• What you need to do: Restate the full listing word for word; images stay out of it.

##########

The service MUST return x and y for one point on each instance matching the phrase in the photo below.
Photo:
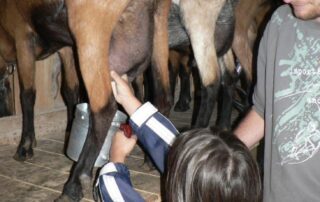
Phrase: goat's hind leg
(93, 39)
(69, 86)
(26, 72)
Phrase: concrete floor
(42, 178)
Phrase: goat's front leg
(92, 22)
(202, 41)
(160, 57)
(26, 72)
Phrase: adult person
(286, 103)
(203, 164)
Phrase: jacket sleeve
(114, 184)
(155, 133)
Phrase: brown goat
(109, 35)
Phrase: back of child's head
(211, 165)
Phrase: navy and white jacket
(156, 134)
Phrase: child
(203, 164)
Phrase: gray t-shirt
(287, 95)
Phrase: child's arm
(155, 132)
(114, 184)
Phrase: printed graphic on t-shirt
(297, 101)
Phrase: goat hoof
(23, 155)
(181, 107)
(64, 198)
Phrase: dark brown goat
(108, 34)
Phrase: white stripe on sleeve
(143, 113)
(163, 132)
(112, 188)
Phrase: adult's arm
(155, 132)
(251, 130)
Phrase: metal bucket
(79, 133)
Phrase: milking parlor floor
(42, 178)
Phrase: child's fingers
(125, 77)
(116, 77)
(114, 88)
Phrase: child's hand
(123, 93)
(121, 147)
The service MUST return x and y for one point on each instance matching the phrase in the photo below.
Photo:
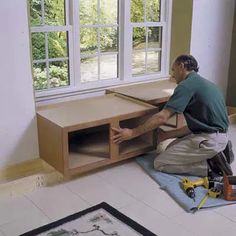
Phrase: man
(205, 135)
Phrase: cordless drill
(189, 185)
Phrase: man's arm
(153, 122)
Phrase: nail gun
(189, 185)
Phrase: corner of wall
(181, 28)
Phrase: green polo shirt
(202, 104)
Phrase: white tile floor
(126, 187)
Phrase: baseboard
(27, 177)
(23, 169)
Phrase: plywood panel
(89, 110)
(153, 92)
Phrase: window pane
(58, 74)
(139, 38)
(57, 44)
(108, 11)
(138, 64)
(108, 39)
(89, 69)
(88, 12)
(154, 37)
(54, 12)
(137, 10)
(40, 76)
(35, 12)
(108, 66)
(88, 40)
(38, 46)
(153, 10)
(153, 62)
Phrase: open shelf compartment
(88, 146)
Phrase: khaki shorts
(188, 155)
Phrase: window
(82, 45)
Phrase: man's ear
(181, 65)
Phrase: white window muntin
(125, 49)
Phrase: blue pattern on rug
(172, 184)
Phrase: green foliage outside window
(54, 15)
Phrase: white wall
(211, 38)
(18, 133)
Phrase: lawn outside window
(80, 46)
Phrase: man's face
(178, 72)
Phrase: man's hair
(190, 63)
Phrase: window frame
(125, 29)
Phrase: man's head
(182, 66)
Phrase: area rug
(172, 185)
(98, 220)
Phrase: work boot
(219, 164)
(229, 152)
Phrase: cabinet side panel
(50, 143)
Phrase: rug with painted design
(98, 220)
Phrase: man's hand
(121, 134)
(161, 135)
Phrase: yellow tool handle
(199, 182)
(203, 201)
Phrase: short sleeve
(180, 99)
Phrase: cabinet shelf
(75, 137)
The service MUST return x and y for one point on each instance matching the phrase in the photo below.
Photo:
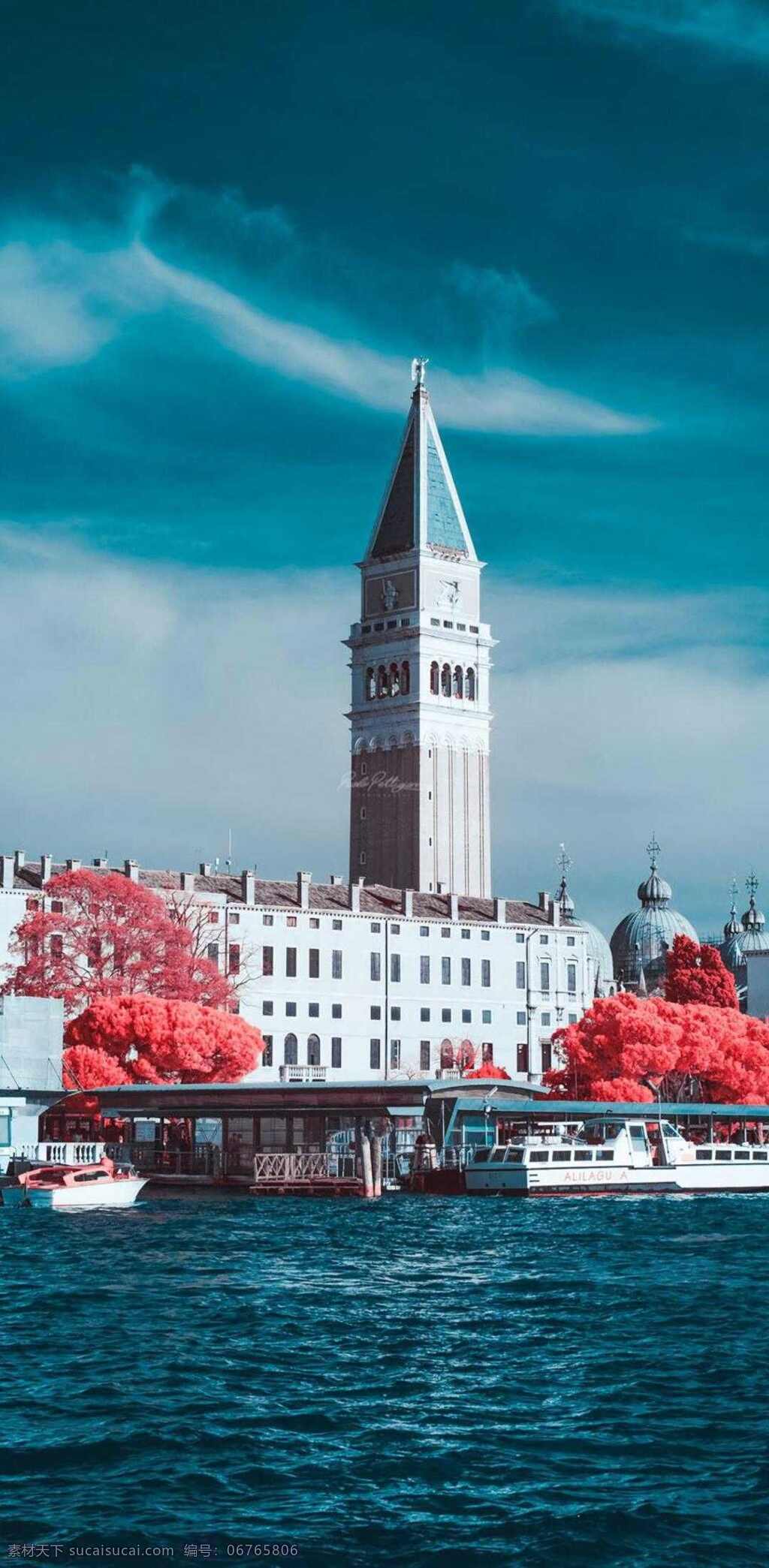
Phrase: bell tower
(420, 811)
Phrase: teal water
(407, 1382)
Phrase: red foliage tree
(622, 1040)
(109, 937)
(699, 974)
(149, 1040)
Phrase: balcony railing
(295, 1075)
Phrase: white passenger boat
(617, 1156)
(69, 1176)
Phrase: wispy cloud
(128, 682)
(737, 27)
(65, 302)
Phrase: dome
(644, 937)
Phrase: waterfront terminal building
(391, 973)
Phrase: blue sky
(223, 236)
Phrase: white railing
(303, 1075)
(292, 1167)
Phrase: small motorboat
(46, 1181)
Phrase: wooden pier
(289, 1175)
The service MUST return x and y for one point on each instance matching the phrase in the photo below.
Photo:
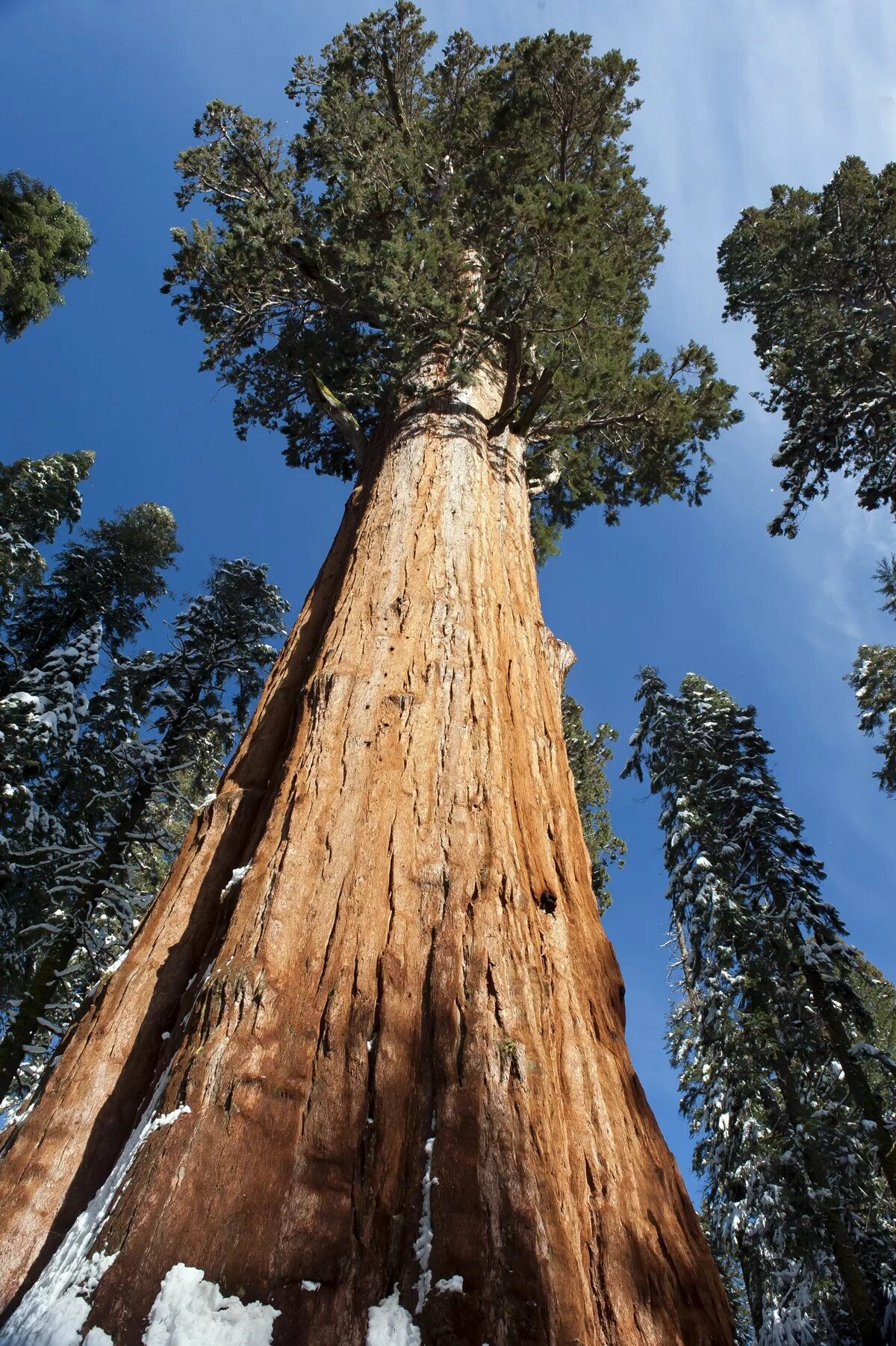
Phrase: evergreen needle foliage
(481, 204)
(37, 499)
(104, 758)
(783, 1068)
(874, 682)
(588, 757)
(43, 244)
(815, 271)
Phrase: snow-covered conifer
(794, 1138)
(112, 575)
(874, 682)
(156, 737)
(588, 757)
(37, 497)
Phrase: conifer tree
(112, 576)
(874, 682)
(99, 591)
(377, 977)
(43, 244)
(158, 724)
(815, 271)
(588, 757)
(794, 1136)
(37, 497)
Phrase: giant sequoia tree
(369, 1042)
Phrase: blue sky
(97, 99)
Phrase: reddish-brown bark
(414, 952)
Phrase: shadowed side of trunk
(404, 1062)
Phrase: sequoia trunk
(399, 1032)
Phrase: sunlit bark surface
(414, 953)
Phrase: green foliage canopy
(817, 273)
(43, 244)
(874, 682)
(588, 757)
(482, 204)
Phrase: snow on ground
(57, 1306)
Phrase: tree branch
(326, 402)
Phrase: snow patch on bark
(423, 1245)
(391, 1325)
(191, 1312)
(237, 876)
(57, 1306)
(60, 1315)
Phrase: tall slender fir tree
(43, 244)
(151, 747)
(815, 271)
(874, 682)
(794, 1132)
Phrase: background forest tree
(787, 132)
(104, 754)
(780, 1034)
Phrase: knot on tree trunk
(559, 655)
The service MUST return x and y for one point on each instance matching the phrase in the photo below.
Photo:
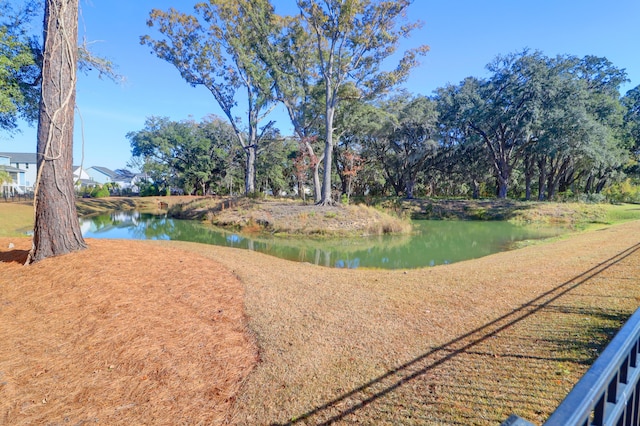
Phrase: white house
(16, 175)
(101, 175)
(82, 178)
(27, 163)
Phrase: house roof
(21, 157)
(11, 169)
(104, 171)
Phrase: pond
(432, 242)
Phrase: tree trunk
(317, 189)
(542, 177)
(250, 169)
(326, 198)
(476, 189)
(57, 230)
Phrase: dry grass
(468, 343)
(132, 333)
(118, 334)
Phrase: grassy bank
(132, 332)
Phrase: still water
(432, 242)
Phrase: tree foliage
(20, 61)
(214, 48)
(352, 38)
(57, 230)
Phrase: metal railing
(609, 392)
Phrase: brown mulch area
(154, 333)
(119, 334)
(463, 344)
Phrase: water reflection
(432, 243)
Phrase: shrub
(100, 191)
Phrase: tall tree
(57, 230)
(288, 51)
(19, 66)
(352, 39)
(631, 102)
(214, 49)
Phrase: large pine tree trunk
(326, 198)
(57, 230)
(250, 169)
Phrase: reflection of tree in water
(433, 243)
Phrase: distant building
(81, 178)
(101, 175)
(27, 169)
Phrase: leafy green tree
(631, 103)
(288, 52)
(5, 177)
(57, 230)
(214, 49)
(412, 139)
(352, 39)
(19, 66)
(183, 154)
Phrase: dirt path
(155, 333)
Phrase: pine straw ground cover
(122, 333)
(462, 344)
(153, 333)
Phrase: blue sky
(464, 35)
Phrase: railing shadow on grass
(405, 373)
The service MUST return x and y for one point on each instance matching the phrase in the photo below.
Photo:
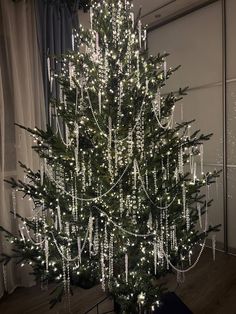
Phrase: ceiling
(154, 12)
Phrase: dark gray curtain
(55, 19)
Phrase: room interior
(198, 35)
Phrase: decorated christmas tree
(121, 191)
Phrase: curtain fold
(21, 101)
(55, 20)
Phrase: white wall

##########

• Completed exercise:
The service MUST return x and y for one point on each instance matching the phrase in the photo below.
Photo:
Phrase: goat's hind leg
(93, 39)
(69, 86)
(26, 72)
Phrase: concrete floor
(42, 178)
Phrase: goat's front leg
(92, 22)
(202, 41)
(160, 57)
(26, 72)
Phrase: adult person
(286, 103)
(203, 164)
Phrase: jacket sleeve
(114, 184)
(155, 133)
Phrase: brown goat
(109, 35)
Phrase: back of child's head
(211, 165)
Phrase: navy and white jacket
(156, 134)
Phrase: child
(203, 164)
Phrase: gray t-shirt
(287, 95)
Phrase: child's arm
(155, 132)
(114, 184)
Phrase: printed graphic on t-shirt
(297, 101)
Phrase: goat hoof
(23, 155)
(181, 107)
(64, 198)
Phrase: dark brown goat
(108, 34)
Phrase: white stripe on sleeve
(143, 113)
(163, 132)
(112, 188)
Phrase: adult's arm
(155, 132)
(251, 130)
Phrase: metal bucket
(79, 133)
Phrase: milking parlor floor
(42, 178)
Phrase: child's fingers
(125, 77)
(116, 77)
(114, 88)
Phrase: child's hand
(123, 93)
(121, 147)
The service MUST return x and y for one point on each instance matching the phrase in the photo below.
Photo:
Phrase: man
(205, 135)
Phrase: cordless drill
(189, 185)
Phrase: man's arm
(153, 122)
Phrase: nail gun
(189, 185)
Phrase: corner of wall
(181, 28)
Phrase: green polo shirt
(202, 104)
Phrase: white tile floor
(126, 187)
Phrase: baseboard
(27, 177)
(23, 169)
Phrase: plywood panel
(89, 110)
(153, 92)
Phrase: window pane
(58, 74)
(139, 38)
(57, 44)
(108, 11)
(138, 64)
(108, 39)
(89, 69)
(88, 12)
(154, 37)
(54, 12)
(137, 10)
(40, 76)
(35, 12)
(108, 66)
(88, 40)
(38, 46)
(153, 10)
(153, 62)
Phrase: open shelf compartment
(88, 146)
Phrase: khaki shorts
(188, 155)
Phrase: window
(82, 45)
Phrase: man's ear
(181, 65)
Phrase: white window muntin
(125, 49)
Phrase: blue pattern on rug
(172, 184)
Phrase: green foliage outside window
(54, 15)
Phrase: white wall
(211, 38)
(18, 133)
Phrase: lawn outside window
(80, 46)
Phrase: man's face
(178, 72)
Phrase: man's hair
(190, 63)
Phrase: window frame
(125, 29)
Phrase: man's head
(182, 66)
Phrase: area rug
(172, 185)
(98, 220)
Phrase: work boot
(219, 164)
(229, 152)
Phrase: cabinet side panel
(50, 143)
Phrase: rug with painted design
(98, 220)
Phrase: man's hand
(121, 134)
(161, 135)
Phrase: yellow tool handle
(199, 182)
(203, 201)
Phrase: short sleeve
(180, 99)
Phrase: cabinet shelf
(75, 137)
The service MUST return x and y for one point on each instance matching the phrase in the photo below.
Photo:
Phrase: bell tower
(420, 811)
Phrase: teal water
(407, 1382)
Phrase: red foliage tree
(622, 1040)
(109, 937)
(699, 974)
(149, 1040)
Phrase: balcony railing
(295, 1075)
Phrase: white passenger boat
(617, 1156)
(69, 1176)
Phrase: wispy cloud
(128, 682)
(737, 27)
(65, 302)
Phrase: dome
(644, 937)
Phrase: waterfront terminal building
(391, 973)
Phrase: blue sky
(223, 236)
Phrase: white railing
(303, 1075)
(292, 1167)
Phrase: small motorboat
(46, 1181)
Phrase: wooden pier
(289, 1175)
The service MUST return x and y for one point on each instance matching the phrase in the photo below.
Photo:
Phrase: evergreen needle foliage
(481, 204)
(37, 499)
(104, 758)
(783, 1068)
(874, 682)
(588, 757)
(43, 244)
(815, 271)
Phrase: snow-covered conifer
(794, 1138)
(112, 575)
(874, 682)
(156, 737)
(588, 757)
(37, 497)
Phrase: conifer tree
(112, 576)
(874, 682)
(99, 591)
(377, 977)
(43, 244)
(158, 724)
(815, 271)
(588, 757)
(794, 1136)
(37, 497)
Phrase: giant sequoia tree
(369, 1042)
Phrase: blue sky
(97, 99)
Phrase: reddish-brown bark
(414, 952)
Phrase: shadowed side of trunk
(404, 1062)
Phrase: sequoia trunk
(399, 1032)
Phrase: sunlit bark surface
(414, 953)
Phrase: green foliage canopy
(817, 273)
(43, 244)
(874, 682)
(588, 757)
(482, 204)
Phrase: snow on ground
(57, 1306)
Phrase: tree branch
(326, 402)
Phrase: snow patch on bark
(423, 1245)
(391, 1325)
(191, 1312)
(237, 876)
(57, 1306)
(60, 1315)
Phrase: tall slender fir tree
(43, 244)
(151, 747)
(815, 271)
(874, 682)
(794, 1132)
Phrase: background forest tree
(787, 132)
(104, 754)
(780, 1034)
Phrase: knot on tree trunk
(559, 655)
The service MUST return x and y for one point on each instance matching the phrase in the photo below.
Photo:
Phrase: white house
(16, 175)
(101, 175)
(82, 178)
(27, 163)
Phrase: house roof
(21, 157)
(11, 169)
(104, 171)
Phrase: pond
(432, 242)
Phrase: tree trunk
(317, 189)
(542, 177)
(250, 169)
(326, 198)
(476, 189)
(57, 230)
Phrase: dry grass
(468, 343)
(132, 333)
(118, 334)
Phrase: grassy bank
(132, 332)
Phrase: still water
(432, 242)
Phrase: tree foliage
(20, 61)
(214, 48)
(352, 38)
(57, 230)
Phrase: metal railing
(609, 392)
Phrase: brown mulch area
(154, 333)
(119, 334)
(463, 344)
Phrase: water reflection
(432, 243)
Phrase: shrub
(100, 191)
Phrase: tall tree
(57, 230)
(288, 51)
(19, 66)
(352, 39)
(631, 102)
(214, 49)
Phrase: large pine tree trunk
(326, 198)
(57, 230)
(250, 169)
Phrase: reflection of tree in water
(433, 243)
Phrase: distant building
(81, 178)
(101, 175)
(27, 169)
Phrase: leafy green tree
(631, 103)
(288, 52)
(5, 177)
(57, 230)
(214, 49)
(412, 139)
(352, 39)
(19, 66)
(183, 154)
Phrase: dirt path
(155, 333)
Phrase: pine straw ground cover
(122, 333)
(462, 344)
(153, 333)
Phrase: blue sky
(464, 35)
Phrase: railing shadow on grass
(405, 373)
The service MUST return x and y for one point on each instance matching the phrase in the photo below.
Photo:
Phrase: ceiling
(154, 12)
Phrase: dark gray curtain
(55, 19)
Phrase: room interior
(198, 35)
Phrase: decorated christmas tree
(121, 191)
Phrase: curtain fold
(21, 101)
(55, 20)
Phrase: white wall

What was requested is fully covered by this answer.